Records for processing:
==============================

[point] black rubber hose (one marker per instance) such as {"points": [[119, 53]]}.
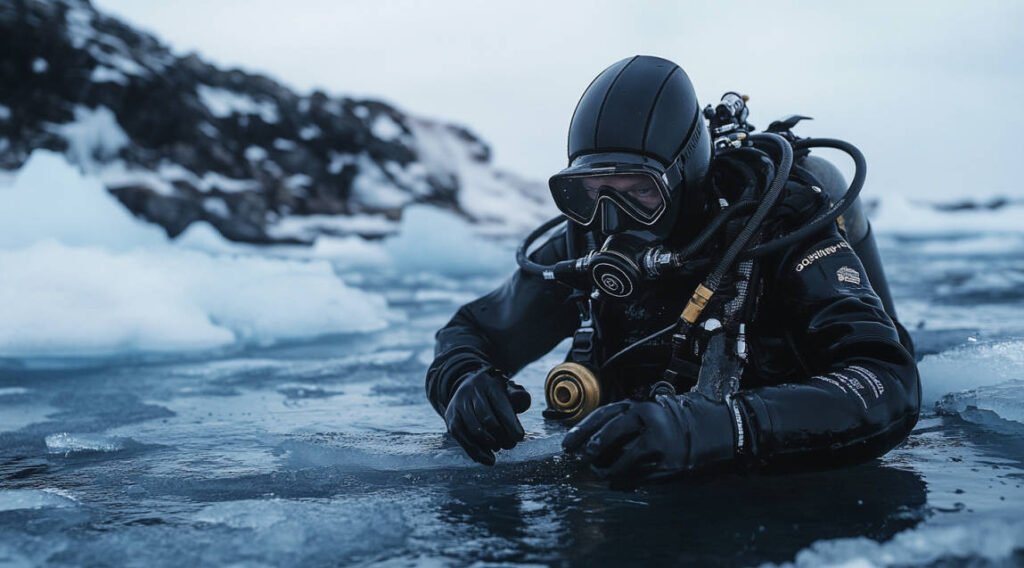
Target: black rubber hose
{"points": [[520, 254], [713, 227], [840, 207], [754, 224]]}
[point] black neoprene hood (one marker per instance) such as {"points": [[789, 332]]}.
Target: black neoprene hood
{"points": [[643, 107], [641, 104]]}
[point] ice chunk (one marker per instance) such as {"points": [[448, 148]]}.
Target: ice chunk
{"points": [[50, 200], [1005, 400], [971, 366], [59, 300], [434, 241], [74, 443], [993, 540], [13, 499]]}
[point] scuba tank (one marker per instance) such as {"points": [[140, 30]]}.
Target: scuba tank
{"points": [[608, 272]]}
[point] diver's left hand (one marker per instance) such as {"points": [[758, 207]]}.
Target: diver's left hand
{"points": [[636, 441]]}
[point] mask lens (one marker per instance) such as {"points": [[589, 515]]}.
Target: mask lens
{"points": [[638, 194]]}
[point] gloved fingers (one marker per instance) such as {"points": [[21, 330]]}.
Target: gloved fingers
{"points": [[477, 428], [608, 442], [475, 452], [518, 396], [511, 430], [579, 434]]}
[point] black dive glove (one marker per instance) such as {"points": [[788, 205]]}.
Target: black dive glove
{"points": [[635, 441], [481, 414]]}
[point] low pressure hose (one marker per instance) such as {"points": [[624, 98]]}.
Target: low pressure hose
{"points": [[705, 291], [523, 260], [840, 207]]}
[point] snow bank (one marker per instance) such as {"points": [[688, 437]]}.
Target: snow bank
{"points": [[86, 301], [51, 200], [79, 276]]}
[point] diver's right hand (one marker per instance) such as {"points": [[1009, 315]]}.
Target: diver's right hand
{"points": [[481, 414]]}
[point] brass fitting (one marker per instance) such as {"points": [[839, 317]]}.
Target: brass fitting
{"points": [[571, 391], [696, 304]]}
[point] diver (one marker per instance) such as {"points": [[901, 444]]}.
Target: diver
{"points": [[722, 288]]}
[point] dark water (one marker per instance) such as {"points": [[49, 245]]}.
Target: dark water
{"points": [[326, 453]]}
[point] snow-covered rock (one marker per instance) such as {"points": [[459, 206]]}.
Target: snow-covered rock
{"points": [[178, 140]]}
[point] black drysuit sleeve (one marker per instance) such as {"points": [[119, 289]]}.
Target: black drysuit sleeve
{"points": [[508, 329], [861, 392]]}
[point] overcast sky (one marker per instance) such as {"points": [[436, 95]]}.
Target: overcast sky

==============================

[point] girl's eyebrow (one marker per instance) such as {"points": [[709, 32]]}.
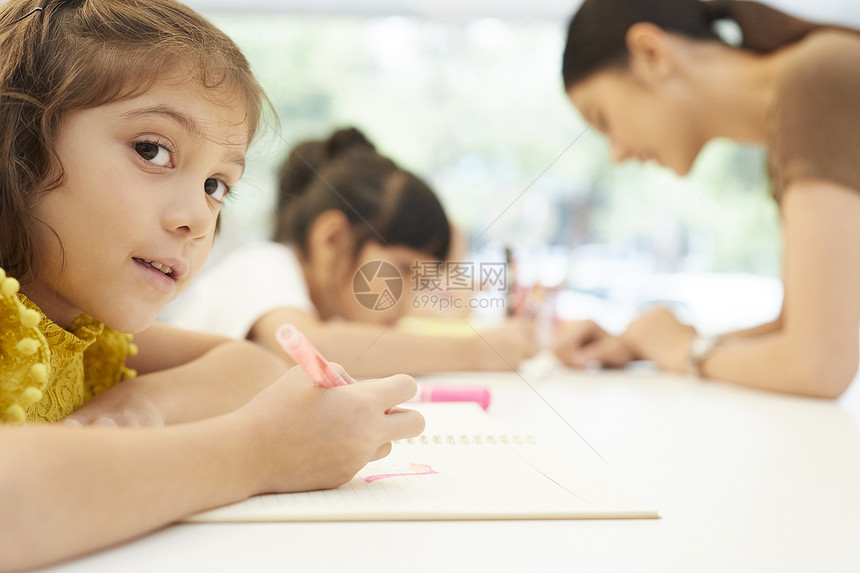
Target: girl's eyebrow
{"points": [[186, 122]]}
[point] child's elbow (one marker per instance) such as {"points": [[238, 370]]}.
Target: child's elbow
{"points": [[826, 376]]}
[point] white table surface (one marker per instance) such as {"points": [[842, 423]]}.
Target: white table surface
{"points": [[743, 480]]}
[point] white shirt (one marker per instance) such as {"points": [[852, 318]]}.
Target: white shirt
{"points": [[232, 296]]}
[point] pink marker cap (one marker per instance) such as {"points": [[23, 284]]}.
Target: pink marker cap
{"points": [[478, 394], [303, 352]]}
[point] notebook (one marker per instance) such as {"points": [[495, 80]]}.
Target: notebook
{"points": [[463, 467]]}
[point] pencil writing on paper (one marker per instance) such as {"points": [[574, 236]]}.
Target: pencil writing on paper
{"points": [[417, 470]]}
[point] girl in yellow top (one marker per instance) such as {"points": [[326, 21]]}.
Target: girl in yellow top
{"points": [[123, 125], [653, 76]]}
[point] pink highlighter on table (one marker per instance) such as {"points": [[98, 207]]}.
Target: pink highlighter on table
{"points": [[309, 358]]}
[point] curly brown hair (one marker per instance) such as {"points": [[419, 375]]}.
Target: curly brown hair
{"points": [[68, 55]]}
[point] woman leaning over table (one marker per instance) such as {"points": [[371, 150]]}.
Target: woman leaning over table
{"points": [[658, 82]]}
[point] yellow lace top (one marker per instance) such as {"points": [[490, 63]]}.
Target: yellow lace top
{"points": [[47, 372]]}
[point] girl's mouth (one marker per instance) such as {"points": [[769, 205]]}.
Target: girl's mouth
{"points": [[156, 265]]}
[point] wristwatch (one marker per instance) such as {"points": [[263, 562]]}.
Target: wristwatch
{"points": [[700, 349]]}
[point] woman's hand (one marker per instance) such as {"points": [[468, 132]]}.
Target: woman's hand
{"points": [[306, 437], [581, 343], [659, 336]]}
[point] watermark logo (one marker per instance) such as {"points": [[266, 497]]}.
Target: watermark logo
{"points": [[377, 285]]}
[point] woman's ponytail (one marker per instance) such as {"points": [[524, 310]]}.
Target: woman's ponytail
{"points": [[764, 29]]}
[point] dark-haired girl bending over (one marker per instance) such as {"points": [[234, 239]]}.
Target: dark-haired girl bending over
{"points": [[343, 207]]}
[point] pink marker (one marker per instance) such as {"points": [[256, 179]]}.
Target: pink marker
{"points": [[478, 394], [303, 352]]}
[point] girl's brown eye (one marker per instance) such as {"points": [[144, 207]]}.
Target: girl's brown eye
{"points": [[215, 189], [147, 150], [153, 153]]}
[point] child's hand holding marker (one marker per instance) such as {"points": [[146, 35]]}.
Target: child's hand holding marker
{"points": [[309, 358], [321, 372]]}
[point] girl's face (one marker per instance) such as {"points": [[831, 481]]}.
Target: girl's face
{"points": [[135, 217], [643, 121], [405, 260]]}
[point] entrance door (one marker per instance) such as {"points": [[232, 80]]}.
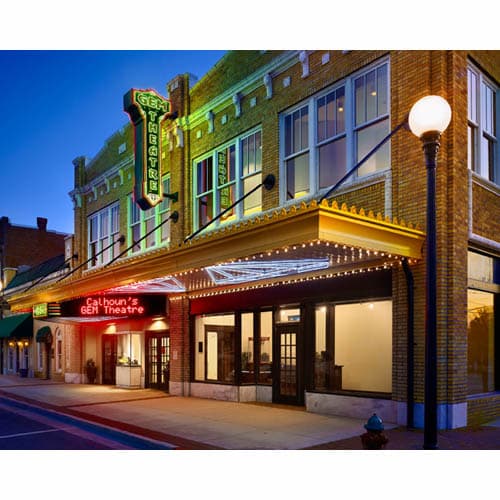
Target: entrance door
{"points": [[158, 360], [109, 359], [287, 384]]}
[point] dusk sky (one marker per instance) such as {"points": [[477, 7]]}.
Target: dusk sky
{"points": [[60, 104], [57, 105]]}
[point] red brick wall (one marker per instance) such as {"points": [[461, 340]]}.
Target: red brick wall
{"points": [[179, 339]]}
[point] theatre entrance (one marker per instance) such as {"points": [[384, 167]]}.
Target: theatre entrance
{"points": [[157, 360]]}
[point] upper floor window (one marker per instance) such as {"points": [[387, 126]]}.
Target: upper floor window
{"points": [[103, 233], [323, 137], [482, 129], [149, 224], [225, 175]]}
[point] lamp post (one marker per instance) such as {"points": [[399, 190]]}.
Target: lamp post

==============================

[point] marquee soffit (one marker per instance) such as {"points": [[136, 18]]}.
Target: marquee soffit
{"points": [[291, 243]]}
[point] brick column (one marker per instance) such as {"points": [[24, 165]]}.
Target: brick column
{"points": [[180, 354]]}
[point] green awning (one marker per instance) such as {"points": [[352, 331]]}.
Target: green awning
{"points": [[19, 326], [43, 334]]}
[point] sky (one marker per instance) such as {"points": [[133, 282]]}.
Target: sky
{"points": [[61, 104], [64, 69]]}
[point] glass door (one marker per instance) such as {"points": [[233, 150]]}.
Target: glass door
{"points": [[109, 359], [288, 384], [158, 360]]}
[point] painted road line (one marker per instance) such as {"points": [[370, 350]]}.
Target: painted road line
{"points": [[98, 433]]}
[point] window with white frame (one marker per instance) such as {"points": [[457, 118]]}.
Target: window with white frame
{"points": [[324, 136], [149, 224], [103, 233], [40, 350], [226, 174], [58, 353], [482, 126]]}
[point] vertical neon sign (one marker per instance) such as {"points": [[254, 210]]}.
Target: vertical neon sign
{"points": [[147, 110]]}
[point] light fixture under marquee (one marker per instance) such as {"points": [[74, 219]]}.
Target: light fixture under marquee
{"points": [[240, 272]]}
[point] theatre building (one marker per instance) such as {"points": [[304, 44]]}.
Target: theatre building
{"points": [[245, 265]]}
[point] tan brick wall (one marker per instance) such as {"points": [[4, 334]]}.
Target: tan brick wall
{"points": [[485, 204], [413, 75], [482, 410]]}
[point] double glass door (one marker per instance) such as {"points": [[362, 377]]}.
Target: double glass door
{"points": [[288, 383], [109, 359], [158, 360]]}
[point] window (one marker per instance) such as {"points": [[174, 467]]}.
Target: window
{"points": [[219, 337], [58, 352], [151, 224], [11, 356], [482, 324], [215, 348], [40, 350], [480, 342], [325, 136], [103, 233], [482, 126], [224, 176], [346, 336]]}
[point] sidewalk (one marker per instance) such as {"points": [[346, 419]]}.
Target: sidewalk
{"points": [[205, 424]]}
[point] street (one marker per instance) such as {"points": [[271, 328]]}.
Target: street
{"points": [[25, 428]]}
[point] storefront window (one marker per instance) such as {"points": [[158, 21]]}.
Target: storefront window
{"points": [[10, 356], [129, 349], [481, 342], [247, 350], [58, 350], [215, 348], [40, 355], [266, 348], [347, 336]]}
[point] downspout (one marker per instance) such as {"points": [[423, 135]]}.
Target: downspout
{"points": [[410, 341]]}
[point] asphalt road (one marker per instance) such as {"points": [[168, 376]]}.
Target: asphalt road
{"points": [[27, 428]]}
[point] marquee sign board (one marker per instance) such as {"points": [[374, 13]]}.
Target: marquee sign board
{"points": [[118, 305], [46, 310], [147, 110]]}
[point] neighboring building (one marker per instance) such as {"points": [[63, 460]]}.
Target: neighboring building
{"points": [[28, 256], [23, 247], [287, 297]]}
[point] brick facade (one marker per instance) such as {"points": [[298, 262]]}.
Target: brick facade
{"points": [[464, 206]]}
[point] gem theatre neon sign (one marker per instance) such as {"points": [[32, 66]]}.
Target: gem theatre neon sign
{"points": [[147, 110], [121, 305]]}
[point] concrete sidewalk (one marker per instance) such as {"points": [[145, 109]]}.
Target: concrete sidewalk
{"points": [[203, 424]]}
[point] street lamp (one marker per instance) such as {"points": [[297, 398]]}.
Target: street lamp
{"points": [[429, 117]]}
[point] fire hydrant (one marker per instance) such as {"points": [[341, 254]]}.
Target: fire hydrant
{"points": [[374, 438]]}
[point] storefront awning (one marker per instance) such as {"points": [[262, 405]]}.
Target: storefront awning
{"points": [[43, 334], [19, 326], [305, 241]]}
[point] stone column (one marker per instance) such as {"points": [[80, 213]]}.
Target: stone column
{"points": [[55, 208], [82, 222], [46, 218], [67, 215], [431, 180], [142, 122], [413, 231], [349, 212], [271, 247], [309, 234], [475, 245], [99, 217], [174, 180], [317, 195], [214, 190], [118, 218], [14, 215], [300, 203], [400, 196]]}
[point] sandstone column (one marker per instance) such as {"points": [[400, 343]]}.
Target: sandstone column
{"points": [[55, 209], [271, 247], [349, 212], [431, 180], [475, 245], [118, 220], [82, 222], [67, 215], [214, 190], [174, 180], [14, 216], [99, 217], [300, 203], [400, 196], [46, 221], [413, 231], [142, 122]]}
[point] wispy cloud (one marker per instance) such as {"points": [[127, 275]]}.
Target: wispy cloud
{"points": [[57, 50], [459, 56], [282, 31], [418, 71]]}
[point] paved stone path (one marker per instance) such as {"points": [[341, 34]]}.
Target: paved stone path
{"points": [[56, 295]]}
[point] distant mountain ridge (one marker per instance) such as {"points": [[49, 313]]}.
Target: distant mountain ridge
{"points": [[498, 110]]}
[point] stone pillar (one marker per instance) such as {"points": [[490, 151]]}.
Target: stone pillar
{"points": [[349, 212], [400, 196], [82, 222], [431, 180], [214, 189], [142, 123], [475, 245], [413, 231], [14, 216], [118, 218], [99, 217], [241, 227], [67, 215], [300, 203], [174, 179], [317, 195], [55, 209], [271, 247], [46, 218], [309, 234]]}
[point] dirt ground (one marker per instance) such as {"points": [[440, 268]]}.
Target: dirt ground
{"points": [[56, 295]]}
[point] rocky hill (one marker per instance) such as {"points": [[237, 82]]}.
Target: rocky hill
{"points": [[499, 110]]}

==============================

Task directions: Please rewrite the data from the line that has "[point] diver (one" through the line that has "Target: overcast sky", putting "ice-covered rock" wherever "snow-covered rock" appears and changing nothing else.

Result below:
[point] diver (one marker per instance) such as {"points": [[901, 444]]}.
Target: diver
{"points": [[722, 288]]}
[point] dark water (one marker per instance) such as {"points": [[49, 245]]}.
Target: dark water
{"points": [[326, 453]]}
[point] ice-covered rock (one marker per instance) such as {"points": [[459, 206]]}.
Target: ice-covered rock
{"points": [[178, 140]]}
[point] black drysuit sleeve (one marker per instance) such as {"points": [[119, 289]]}.
Target: black drysuit sleeve
{"points": [[508, 329], [861, 392]]}
[point] overcast sky (one marker per instance) such as {"points": [[436, 95]]}.
Target: overcast sky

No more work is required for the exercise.